* Exercise aim *
Pull out each line in the entries below that includes the word "window".

Photo labels with boxes
---------------
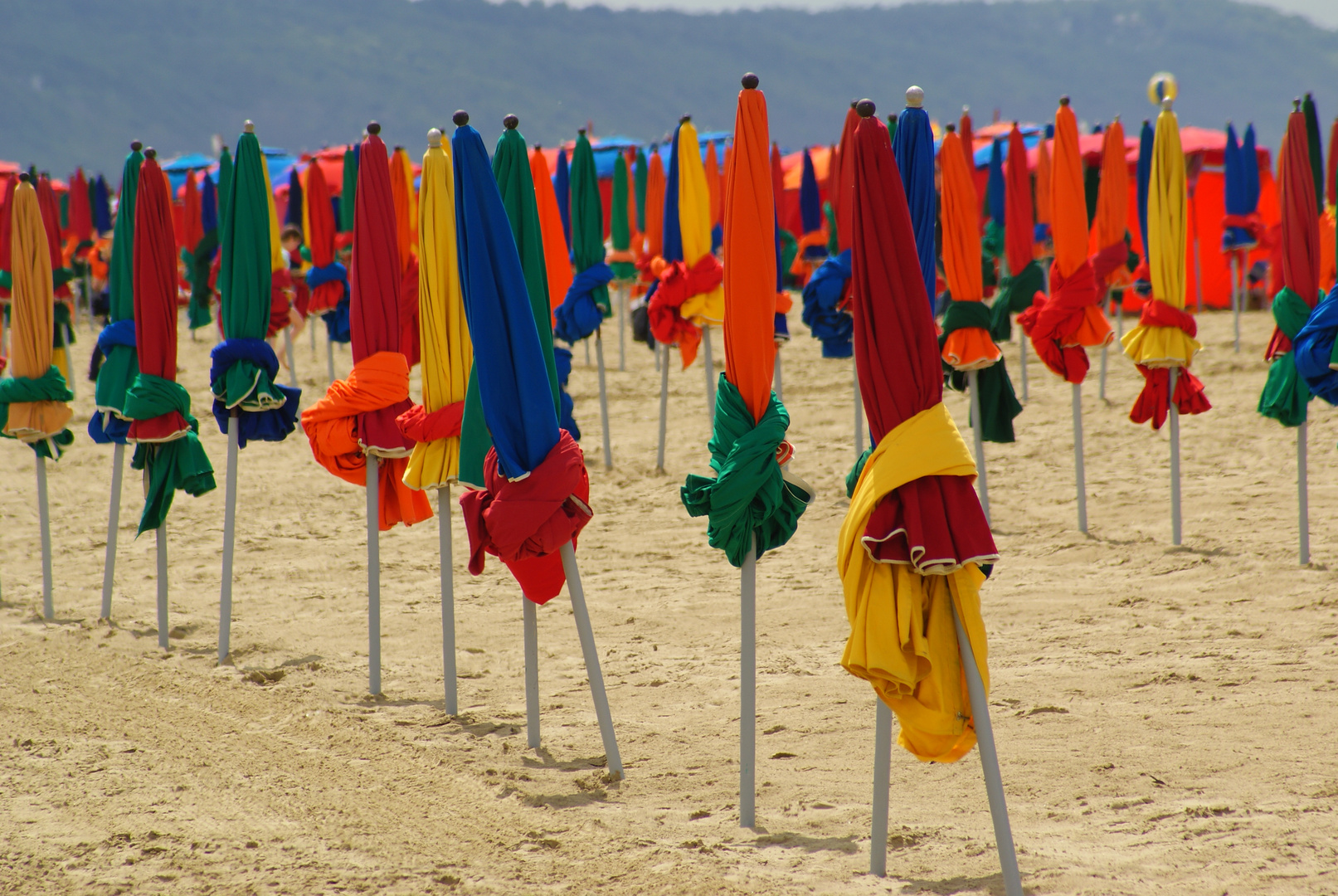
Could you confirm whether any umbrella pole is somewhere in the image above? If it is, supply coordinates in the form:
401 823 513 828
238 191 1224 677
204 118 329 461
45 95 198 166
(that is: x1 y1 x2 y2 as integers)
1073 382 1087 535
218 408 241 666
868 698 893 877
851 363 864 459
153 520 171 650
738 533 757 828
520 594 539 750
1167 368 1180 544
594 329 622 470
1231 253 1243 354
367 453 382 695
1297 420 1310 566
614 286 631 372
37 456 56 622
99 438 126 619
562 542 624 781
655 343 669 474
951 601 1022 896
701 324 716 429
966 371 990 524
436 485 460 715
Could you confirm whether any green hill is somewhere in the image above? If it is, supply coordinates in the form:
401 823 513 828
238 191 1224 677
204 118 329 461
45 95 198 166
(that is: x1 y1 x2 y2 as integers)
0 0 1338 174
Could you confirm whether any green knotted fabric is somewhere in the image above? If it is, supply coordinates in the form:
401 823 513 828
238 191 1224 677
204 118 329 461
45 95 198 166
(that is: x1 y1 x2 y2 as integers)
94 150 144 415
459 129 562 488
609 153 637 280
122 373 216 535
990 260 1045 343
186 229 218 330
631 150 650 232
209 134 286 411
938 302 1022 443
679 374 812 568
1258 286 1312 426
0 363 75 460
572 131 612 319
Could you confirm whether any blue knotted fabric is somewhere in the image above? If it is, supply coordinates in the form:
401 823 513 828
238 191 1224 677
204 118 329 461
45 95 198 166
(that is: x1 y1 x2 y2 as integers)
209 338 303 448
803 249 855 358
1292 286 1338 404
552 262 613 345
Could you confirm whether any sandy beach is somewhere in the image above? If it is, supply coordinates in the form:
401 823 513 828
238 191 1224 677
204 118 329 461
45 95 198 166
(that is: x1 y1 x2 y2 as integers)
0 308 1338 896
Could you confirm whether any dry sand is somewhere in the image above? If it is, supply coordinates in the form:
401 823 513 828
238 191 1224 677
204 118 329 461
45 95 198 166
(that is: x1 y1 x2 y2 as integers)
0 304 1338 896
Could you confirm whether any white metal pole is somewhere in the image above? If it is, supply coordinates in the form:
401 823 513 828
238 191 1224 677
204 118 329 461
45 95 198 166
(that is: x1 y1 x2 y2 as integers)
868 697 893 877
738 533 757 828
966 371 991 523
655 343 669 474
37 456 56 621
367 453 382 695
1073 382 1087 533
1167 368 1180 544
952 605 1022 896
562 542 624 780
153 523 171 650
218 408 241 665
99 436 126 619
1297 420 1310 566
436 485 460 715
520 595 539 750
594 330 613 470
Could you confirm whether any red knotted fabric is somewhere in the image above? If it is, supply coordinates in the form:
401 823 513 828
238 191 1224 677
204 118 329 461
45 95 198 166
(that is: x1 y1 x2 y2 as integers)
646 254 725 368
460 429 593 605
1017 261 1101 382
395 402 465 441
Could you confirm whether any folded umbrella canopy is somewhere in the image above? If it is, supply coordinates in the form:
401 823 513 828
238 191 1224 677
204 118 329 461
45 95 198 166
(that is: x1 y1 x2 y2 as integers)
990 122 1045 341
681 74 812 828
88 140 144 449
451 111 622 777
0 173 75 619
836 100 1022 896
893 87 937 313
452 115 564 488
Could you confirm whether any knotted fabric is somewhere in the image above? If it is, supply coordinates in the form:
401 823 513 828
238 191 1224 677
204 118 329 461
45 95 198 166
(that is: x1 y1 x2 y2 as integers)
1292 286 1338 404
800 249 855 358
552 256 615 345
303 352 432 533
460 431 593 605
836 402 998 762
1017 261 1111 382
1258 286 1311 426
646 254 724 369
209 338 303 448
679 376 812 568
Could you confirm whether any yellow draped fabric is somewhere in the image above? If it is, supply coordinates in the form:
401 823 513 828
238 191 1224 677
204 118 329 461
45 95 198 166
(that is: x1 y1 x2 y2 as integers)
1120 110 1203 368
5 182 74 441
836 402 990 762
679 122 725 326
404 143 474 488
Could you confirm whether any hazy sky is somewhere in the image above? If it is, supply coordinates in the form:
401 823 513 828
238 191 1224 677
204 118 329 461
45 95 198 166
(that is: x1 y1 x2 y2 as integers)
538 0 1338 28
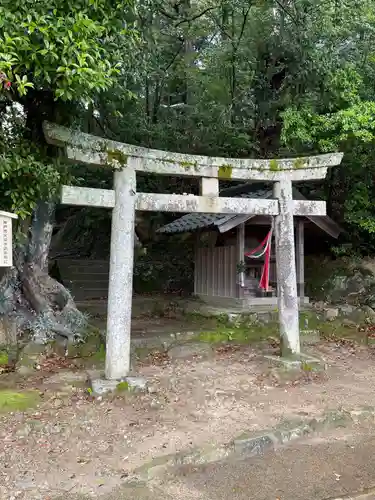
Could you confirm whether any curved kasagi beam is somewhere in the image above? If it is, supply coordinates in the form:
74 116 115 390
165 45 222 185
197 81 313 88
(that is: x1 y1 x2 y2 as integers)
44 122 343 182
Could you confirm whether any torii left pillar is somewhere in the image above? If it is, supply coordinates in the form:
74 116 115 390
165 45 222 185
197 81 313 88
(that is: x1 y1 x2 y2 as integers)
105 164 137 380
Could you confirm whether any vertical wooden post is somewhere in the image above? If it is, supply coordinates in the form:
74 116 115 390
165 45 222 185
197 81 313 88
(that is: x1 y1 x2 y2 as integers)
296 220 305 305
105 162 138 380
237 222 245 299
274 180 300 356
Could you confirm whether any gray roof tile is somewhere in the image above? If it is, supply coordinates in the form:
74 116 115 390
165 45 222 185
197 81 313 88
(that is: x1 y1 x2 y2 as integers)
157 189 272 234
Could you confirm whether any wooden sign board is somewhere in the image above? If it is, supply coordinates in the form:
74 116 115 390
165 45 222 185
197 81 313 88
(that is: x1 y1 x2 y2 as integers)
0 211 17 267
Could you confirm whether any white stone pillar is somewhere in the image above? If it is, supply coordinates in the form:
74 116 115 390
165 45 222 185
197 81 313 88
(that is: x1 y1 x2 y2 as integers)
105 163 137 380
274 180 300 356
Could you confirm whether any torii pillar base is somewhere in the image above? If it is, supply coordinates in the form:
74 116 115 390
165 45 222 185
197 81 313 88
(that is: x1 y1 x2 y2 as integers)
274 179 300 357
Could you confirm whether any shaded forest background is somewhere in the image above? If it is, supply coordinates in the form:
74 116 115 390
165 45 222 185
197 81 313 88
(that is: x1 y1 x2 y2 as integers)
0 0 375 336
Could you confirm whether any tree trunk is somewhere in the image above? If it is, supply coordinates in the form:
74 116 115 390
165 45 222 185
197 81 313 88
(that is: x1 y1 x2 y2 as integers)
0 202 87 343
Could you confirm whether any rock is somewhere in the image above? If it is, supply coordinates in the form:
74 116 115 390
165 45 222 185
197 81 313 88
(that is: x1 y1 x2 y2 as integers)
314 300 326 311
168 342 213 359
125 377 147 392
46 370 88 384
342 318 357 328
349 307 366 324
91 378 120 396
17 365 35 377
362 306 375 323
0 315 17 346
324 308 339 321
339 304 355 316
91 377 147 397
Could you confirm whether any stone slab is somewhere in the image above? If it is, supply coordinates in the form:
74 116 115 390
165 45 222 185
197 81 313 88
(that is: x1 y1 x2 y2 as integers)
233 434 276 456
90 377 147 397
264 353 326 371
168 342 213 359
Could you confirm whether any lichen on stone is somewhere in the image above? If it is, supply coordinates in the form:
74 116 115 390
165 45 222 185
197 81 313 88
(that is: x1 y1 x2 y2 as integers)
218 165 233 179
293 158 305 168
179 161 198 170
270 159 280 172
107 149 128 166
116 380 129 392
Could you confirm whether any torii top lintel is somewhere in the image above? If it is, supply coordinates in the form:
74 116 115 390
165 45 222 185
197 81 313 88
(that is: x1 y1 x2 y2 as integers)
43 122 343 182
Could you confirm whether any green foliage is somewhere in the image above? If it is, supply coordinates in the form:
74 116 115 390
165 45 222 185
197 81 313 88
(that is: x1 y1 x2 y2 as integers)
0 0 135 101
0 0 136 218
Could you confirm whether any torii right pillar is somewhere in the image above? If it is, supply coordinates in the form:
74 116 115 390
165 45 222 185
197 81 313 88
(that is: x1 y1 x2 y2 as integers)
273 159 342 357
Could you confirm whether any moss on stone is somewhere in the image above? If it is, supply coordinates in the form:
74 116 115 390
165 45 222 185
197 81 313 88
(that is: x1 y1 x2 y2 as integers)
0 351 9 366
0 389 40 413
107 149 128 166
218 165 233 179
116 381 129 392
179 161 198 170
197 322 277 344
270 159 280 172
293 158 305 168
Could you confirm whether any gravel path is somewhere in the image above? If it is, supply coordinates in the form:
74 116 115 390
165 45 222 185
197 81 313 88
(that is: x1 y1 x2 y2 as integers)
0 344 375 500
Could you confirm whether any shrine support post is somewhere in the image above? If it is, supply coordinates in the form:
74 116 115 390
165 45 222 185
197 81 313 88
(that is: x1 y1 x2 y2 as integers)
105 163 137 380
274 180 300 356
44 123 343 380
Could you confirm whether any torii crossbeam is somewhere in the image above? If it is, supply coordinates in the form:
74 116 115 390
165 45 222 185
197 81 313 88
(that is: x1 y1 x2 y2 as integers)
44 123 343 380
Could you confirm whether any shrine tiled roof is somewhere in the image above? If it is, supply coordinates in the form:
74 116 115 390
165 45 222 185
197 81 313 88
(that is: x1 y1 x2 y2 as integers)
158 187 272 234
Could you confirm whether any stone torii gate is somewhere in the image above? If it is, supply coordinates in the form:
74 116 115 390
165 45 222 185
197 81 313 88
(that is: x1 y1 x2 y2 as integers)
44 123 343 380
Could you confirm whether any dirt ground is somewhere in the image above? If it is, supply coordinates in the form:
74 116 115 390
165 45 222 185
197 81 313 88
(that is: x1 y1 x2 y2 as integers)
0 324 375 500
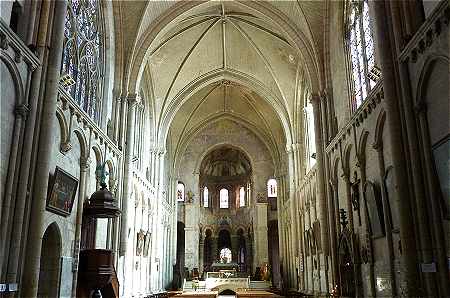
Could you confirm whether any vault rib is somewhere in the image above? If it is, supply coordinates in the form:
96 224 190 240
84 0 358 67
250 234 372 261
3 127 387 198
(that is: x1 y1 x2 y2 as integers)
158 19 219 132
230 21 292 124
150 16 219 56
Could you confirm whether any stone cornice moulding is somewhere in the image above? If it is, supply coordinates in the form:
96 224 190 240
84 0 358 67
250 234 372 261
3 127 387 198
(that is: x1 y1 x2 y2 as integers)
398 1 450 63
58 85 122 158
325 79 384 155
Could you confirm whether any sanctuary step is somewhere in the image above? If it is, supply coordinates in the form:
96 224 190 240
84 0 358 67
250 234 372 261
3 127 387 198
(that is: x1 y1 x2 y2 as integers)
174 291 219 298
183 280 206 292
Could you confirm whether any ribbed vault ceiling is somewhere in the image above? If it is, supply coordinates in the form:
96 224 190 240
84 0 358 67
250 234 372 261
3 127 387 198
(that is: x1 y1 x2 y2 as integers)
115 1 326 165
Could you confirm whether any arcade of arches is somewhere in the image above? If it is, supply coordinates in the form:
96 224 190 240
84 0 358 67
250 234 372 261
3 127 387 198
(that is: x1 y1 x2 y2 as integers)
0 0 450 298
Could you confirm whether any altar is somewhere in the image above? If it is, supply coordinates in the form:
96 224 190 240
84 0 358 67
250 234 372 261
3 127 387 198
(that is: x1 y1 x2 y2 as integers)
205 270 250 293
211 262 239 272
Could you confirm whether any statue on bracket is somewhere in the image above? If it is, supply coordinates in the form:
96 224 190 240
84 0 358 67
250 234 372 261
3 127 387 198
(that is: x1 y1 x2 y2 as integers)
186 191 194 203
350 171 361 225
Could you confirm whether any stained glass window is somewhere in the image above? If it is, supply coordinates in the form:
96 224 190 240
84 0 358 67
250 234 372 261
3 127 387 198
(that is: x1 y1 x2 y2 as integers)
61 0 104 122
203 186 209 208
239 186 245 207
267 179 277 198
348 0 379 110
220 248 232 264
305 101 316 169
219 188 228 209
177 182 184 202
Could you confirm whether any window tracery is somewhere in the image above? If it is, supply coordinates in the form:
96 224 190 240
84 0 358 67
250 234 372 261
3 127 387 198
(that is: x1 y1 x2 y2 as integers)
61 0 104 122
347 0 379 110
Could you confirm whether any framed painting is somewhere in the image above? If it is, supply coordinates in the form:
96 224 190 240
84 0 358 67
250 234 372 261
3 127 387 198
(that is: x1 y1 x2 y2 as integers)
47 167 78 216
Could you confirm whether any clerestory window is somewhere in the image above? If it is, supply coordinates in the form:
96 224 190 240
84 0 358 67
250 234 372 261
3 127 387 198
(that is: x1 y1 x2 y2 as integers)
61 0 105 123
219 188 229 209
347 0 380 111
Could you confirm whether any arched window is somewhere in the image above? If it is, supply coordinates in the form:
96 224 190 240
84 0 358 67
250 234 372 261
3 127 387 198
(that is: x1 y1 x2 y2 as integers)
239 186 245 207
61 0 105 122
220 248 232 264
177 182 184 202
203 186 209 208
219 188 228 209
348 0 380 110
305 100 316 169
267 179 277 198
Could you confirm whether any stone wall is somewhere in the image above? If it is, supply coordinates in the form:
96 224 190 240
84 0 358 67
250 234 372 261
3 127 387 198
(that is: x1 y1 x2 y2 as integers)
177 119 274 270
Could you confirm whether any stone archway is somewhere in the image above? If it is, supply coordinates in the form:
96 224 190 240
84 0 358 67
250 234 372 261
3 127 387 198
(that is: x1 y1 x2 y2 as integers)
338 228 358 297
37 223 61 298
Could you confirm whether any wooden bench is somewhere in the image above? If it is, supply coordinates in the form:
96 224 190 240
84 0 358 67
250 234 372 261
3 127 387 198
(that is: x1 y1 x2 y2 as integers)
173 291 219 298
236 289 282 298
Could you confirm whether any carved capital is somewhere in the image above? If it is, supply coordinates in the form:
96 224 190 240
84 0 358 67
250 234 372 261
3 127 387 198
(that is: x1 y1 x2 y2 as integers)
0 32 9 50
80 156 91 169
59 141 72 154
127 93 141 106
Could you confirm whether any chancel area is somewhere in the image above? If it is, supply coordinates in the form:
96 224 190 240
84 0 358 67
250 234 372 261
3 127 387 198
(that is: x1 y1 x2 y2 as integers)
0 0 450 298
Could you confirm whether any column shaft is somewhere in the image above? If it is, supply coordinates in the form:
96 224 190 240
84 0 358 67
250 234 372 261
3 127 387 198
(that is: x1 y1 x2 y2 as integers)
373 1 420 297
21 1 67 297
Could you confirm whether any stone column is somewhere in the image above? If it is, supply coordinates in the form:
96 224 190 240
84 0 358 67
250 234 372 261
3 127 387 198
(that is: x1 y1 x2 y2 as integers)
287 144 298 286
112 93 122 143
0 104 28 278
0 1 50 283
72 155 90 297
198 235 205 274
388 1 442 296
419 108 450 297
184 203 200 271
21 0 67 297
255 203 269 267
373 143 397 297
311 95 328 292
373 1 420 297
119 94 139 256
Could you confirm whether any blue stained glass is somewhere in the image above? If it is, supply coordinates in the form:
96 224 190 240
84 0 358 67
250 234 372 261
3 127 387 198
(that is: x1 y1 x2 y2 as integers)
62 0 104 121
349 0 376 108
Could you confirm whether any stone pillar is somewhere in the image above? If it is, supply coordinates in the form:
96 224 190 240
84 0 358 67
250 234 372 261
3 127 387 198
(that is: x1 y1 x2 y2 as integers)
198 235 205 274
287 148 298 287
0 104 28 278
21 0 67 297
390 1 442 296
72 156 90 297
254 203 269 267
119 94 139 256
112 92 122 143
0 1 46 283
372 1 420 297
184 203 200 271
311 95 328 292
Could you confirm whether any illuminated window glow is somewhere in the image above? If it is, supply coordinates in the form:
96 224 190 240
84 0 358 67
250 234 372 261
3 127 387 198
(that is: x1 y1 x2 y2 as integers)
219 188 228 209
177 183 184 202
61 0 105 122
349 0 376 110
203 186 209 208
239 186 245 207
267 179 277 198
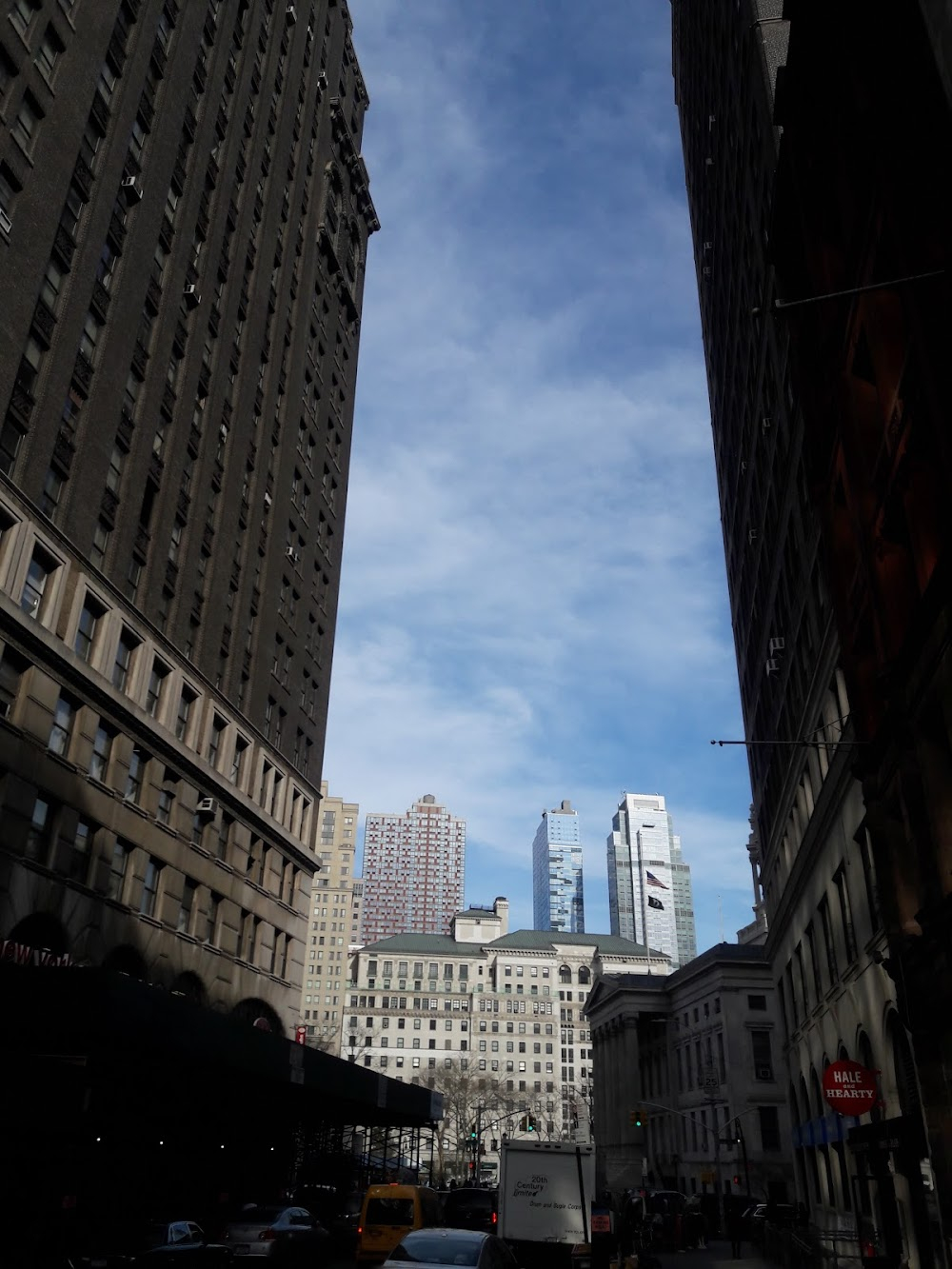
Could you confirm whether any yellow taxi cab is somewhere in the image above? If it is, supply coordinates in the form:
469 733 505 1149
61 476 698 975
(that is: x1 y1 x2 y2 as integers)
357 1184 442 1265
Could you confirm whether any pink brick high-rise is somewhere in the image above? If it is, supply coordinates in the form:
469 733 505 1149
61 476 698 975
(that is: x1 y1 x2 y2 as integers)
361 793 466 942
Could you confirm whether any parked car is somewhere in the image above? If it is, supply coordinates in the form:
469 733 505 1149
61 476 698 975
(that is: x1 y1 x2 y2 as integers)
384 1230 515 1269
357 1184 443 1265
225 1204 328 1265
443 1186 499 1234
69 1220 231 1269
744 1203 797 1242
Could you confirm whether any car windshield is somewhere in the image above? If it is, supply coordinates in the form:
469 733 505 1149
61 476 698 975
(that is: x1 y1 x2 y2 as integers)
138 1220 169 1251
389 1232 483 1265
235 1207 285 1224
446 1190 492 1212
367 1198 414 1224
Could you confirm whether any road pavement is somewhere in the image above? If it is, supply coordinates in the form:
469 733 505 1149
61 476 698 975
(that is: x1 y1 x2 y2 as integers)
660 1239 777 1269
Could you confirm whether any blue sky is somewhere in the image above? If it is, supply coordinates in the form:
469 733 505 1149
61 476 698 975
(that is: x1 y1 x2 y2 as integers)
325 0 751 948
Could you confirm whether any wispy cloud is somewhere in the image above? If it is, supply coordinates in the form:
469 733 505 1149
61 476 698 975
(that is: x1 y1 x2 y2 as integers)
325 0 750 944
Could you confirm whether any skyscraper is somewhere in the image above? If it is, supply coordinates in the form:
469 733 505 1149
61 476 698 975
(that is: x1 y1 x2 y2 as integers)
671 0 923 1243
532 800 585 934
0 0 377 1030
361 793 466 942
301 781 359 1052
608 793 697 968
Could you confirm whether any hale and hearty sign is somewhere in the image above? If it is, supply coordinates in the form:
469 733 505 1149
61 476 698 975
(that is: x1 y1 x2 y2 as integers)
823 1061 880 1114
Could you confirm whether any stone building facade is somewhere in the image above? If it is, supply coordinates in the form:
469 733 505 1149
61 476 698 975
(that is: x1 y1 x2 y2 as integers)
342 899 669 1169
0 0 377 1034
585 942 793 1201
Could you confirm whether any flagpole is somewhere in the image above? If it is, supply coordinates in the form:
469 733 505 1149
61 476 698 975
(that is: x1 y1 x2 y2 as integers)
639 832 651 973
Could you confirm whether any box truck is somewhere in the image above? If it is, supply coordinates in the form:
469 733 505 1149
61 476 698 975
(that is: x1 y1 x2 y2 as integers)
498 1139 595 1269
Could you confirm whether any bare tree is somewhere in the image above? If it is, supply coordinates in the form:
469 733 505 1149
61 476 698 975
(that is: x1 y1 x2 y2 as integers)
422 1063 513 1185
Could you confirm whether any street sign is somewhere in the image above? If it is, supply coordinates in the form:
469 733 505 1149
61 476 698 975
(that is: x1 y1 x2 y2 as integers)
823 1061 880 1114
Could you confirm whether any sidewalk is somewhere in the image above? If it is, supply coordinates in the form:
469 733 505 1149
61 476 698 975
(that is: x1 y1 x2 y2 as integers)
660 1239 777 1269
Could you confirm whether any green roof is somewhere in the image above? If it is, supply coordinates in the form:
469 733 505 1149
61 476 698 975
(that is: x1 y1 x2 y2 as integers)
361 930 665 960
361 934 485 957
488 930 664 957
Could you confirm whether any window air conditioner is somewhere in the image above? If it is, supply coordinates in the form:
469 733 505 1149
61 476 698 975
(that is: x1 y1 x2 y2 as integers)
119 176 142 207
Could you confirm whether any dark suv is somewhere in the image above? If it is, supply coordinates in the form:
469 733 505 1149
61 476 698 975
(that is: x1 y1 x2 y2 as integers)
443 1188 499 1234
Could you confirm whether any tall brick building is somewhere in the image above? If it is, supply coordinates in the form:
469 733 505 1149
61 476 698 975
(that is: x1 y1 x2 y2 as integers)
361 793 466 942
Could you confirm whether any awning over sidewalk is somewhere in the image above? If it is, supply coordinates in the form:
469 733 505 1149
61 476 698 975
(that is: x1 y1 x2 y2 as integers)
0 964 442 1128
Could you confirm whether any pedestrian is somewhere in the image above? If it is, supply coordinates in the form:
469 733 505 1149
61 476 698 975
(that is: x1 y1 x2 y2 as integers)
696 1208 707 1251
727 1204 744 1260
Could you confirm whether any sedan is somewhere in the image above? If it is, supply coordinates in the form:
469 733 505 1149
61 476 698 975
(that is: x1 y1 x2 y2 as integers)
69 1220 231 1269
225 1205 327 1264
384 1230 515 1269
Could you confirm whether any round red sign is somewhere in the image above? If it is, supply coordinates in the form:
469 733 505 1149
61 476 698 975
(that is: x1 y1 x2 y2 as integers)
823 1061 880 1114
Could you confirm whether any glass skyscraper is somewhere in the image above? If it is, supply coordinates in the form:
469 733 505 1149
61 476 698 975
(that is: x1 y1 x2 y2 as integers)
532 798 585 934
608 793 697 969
---------------
* Output of the task *
Could you confirm whether any stained glass window is somewhere in the image above? If it is, supply coordinates in the form:
Could you confirm whether any window tracery is somewhere in the image above? If it is, supply coordinates in the form:
Could you confirm whether any clerestory window is somewhere in the image above? If it is, supply coordinates in the form:
Could you confirm whether any arched window is somewhere in the image above? If it is, supply coordinates in the form:
Could you confirm whether any illuminated window glow is somewhere in the image above? If it is, supply coordinates in the form:
Could you confirm whether any window air conditioner is somewhere in the image above? If it is, supply coordinates in the form:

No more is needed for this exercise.